All the entries need to be duplicated exactly, with the pictures omitted.

*** Data for this exercise ***

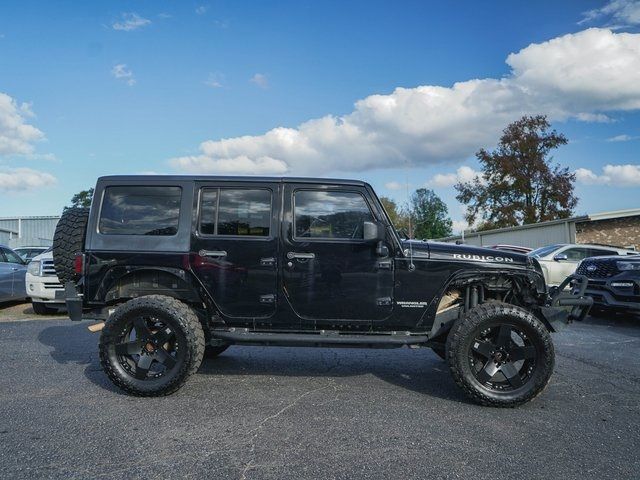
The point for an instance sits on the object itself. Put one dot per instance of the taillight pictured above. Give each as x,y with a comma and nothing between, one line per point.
78,264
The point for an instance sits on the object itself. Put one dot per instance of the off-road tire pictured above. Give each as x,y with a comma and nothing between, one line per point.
40,308
182,320
212,351
490,315
68,240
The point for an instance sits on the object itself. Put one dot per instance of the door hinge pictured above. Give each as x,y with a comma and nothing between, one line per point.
267,262
270,298
384,301
384,265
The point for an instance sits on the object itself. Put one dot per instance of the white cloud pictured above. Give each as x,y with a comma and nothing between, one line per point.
622,138
463,174
130,21
458,226
16,135
21,179
214,80
616,13
260,79
240,164
612,175
393,185
577,76
121,72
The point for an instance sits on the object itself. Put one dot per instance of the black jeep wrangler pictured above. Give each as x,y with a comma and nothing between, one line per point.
176,268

*** End of Data for this exercise ***

## Result of the task
The point for an instance sits on the object itself. Put one dot per instance of the taillight pictured above. Give each as x,y with a comma and nothing between, one line per point.
78,264
The point for an instance sits on the object itself. Put one dot per instance of the off-road tire pictured above. Give each as x,y with a comma and nothing between, one line per point.
40,308
182,320
212,351
490,315
68,240
The point for an instance sits on the object itself. Put one dot per instance of the door hinge pictured above. Give each as x,y with a comma and nothing between, one line per point.
267,262
270,298
384,301
384,265
The point for an instance sits on the object itself. Put one dot per instance of the white cloud pictured above. Give each as x,y with a comma and nothing between, one line per point.
622,138
463,174
130,21
458,226
16,135
21,179
214,80
616,13
260,79
240,164
612,175
393,185
577,76
121,72
The point for an instance sits on the object itself. Put one dot per instance of the black jeep wrangler pictured above. Give each as x,y with a comma and nothing between, one line per point.
176,268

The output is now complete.